**WORK INSTRUCTIONS:** Looking at the records below, please say how many lines contain the word "behind", as a bare number.

**RECORDS PROVIDED:**
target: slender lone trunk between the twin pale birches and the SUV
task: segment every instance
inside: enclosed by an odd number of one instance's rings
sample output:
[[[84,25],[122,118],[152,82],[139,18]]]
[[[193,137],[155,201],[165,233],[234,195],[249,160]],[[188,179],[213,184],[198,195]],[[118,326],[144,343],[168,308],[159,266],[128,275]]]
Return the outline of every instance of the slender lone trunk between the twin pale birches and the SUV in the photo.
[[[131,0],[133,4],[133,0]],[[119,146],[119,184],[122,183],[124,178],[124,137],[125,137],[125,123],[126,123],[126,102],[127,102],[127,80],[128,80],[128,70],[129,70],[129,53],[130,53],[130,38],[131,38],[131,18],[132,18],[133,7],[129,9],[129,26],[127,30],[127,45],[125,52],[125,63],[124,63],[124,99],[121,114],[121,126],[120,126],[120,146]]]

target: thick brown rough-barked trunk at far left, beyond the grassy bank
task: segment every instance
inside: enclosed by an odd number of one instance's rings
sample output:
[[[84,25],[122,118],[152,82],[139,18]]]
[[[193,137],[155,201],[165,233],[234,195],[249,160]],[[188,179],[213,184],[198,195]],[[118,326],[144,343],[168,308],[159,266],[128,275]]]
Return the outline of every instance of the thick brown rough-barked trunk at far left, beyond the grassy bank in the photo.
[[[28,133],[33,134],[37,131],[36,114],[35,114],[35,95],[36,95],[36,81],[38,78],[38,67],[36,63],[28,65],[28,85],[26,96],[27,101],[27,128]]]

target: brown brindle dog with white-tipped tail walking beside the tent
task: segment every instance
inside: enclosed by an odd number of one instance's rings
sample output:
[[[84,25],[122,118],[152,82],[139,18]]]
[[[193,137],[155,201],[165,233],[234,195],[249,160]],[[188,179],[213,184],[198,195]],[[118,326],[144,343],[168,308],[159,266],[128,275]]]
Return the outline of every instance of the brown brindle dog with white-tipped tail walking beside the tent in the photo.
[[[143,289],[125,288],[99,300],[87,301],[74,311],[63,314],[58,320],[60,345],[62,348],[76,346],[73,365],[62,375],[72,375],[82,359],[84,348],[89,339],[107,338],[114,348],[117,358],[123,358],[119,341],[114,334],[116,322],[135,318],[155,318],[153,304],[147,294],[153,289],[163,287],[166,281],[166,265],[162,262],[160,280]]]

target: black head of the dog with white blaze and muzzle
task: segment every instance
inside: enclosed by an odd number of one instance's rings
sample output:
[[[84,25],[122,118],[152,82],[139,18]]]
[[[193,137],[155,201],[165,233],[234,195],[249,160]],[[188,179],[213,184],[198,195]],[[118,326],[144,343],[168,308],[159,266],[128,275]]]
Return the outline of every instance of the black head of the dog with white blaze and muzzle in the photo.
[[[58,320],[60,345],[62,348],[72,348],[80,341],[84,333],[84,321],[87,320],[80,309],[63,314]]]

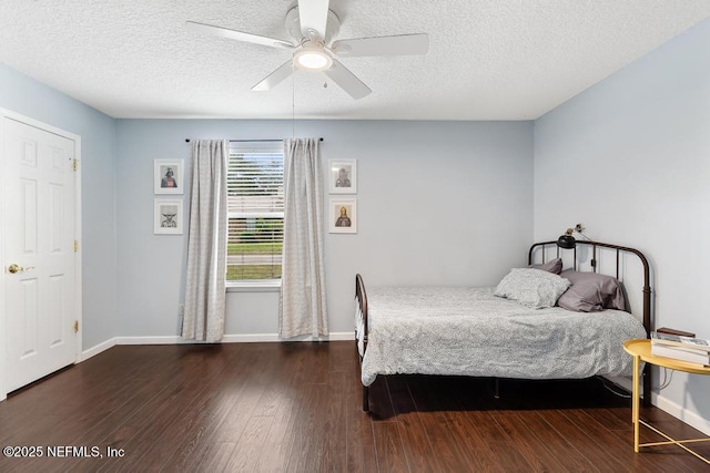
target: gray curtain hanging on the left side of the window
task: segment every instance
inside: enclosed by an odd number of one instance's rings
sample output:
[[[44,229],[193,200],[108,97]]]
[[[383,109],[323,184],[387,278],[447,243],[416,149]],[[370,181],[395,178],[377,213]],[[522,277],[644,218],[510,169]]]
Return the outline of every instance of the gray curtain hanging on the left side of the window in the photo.
[[[226,143],[192,143],[190,236],[182,338],[220,341],[226,275]]]

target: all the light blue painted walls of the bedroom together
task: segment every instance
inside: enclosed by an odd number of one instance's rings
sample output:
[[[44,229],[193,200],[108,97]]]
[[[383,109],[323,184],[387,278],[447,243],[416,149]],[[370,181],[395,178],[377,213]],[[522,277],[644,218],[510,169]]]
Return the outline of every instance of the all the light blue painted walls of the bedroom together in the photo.
[[[356,271],[371,284],[491,285],[524,263],[531,240],[580,222],[595,239],[650,257],[657,326],[710,338],[702,299],[708,50],[704,21],[534,130],[529,122],[297,122],[297,136],[325,138],[324,161],[358,160],[359,232],[326,241],[332,331],[352,330]],[[84,348],[115,336],[179,333],[185,238],[153,235],[153,160],[187,164],[185,137],[287,137],[293,126],[114,121],[2,64],[0,106],[82,136]],[[227,333],[274,332],[275,297],[231,295]],[[659,401],[708,431],[707,392],[710,379],[677,373]]]

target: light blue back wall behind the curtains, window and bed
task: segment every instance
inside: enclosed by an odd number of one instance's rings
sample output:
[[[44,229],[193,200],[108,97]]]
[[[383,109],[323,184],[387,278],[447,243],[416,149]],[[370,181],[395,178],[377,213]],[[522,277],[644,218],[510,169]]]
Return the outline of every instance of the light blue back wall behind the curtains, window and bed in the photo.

**TASK OUTPUT:** 2